Why Would a Horse Eat Dirt? Causes, Risks & Fixes

Horses eat dirt most commonly because they’re seeking minerals their diet is lacking, especially iron and copper. It can also be a response to boredom, insufficient forage, or simply individual preference. The behavior has a formal name, geophagia, and while it’s not always a sign of trouble, persistent dirt eating deserves attention because of the risk of sand buildup in the gut.

Mineral Deficiencies Are the Leading Cause

When researchers analyzed soil from spots where horses repeatedly ate dirt, they found significantly higher concentrations of iron and copper compared to nearby control samples. The horses weren’t eating just any dirt. They were targeting mineral-rich patches, suggesting these specific elements drive the behavior.

Blood work supports this pattern. A study comparing horses with pica (the urge to eat non-food substances) to healthy controls found that horses engaging in the behavior had notably lower serum iron and copper levels, along with a lower copper-to-zinc ratio. Hemoglobin values trended lower too, though the difference wasn’t statistically significant. The takeaway: iron and copper deficiency appears to play a real role in why some horses seek out soil.

Feral horses that eat dirt are often targeting highly saline (salty) spots to meet their sodium needs. Domesticated horses with access to a salt block are less likely to be sodium-deficient, but if the block is inconveniently placed or the horse doesn’t use it regularly, salt-seeking behavior can still show up as dirt eating.

Boredom and Lack of Forage

Not every dirt-eating horse is mineral deficient. Some are just bored. A horse licking its concrete waterer or scooping up a mouthful of soil may be more under-stimulated than nutritionally deprived. Extended periods of confinement with little or no long-stemmed forage are a well-known setup for these kinds of oral behaviors, including wood chewing, mane and tail chewing in young horses, and eating dirt.

Horses have a deep-seated need to chew. When they’re fed primarily pellets or grain concentrates without enough hay, that chewing drive doesn’t get satisfied. The mouth stays busy looking for something else, and dirt is available. Increasing turnout time, providing free-choice hay, or using slow feeders can significantly reduce the behavior in horses where boredom is the root cause.

Some Horses Simply Prefer It

Geophagia appears to be partly an individual quirk. Even horses on well-balanced commercial feeds sometimes eat dirt, and adding extra minerals doesn’t always stop it. Kentucky Equine Research notes that if you’re already feeding the recommended amount of a fortified commercial product, your horse likely isn’t suffering a mineral deficiency, and supplementing more minerals may not resolve the issue. Some horses genuinely seem to like the taste or texture of certain soils, particularly those with a metallic (iron-rich) flavor.

The Real Risk: Sand Buildup in the Gut

The biggest concern with chronic dirt eating isn’t the behavior itself. It’s what accumulates inside. Horses can ingest significant amounts of sand and grit along with soil, and that material settles in the large colon over time. The tricky part is that horses can carry a substantial sand load with no visible symptoms at all.

------

Based on the article about horses eating dirt, mark each statement yes or no and quote the words that decide it: 1. Soil from spots where horses repeatedly ate dirt held more iron and copper than nearby control samples. 2. The lower hemoglobin values in horses with pica were statistically significant. 3. A horse carrying a large sand load will always show visible symptoms.

Supplied data:
------

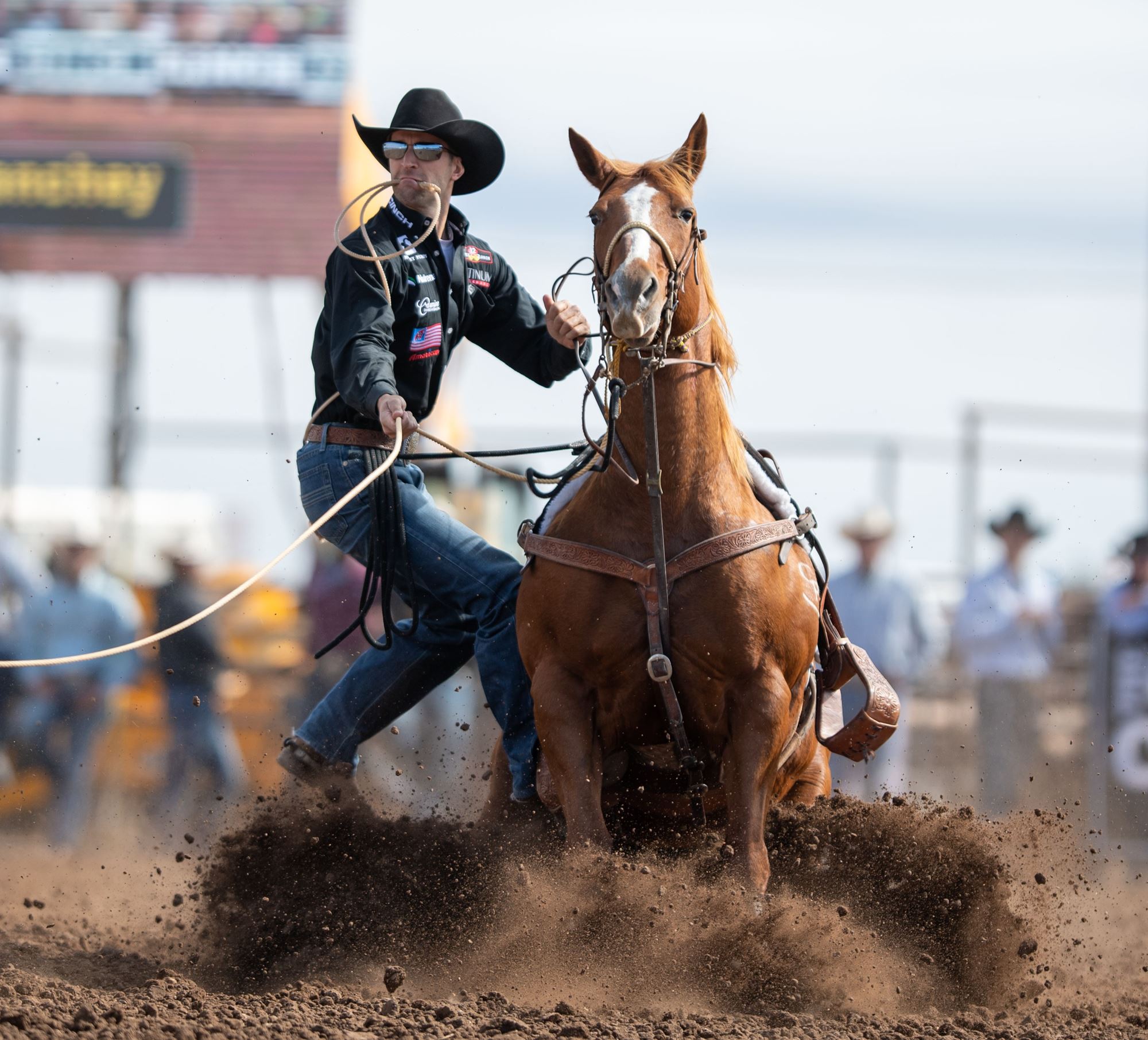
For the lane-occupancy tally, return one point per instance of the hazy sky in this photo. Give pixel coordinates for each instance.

------

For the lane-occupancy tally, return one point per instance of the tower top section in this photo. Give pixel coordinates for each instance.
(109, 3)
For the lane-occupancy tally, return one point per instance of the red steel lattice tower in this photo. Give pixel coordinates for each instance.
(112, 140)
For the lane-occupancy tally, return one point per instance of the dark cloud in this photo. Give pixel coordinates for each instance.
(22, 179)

------

Written solution:
1. Yes: "they found significantly higher concentrations of iron and copper compared to nearby control samples"
2. No: "though the difference wasn’t statistically significant"
3. No: "horses can carry a substantial sand load with no visible symptoms at all"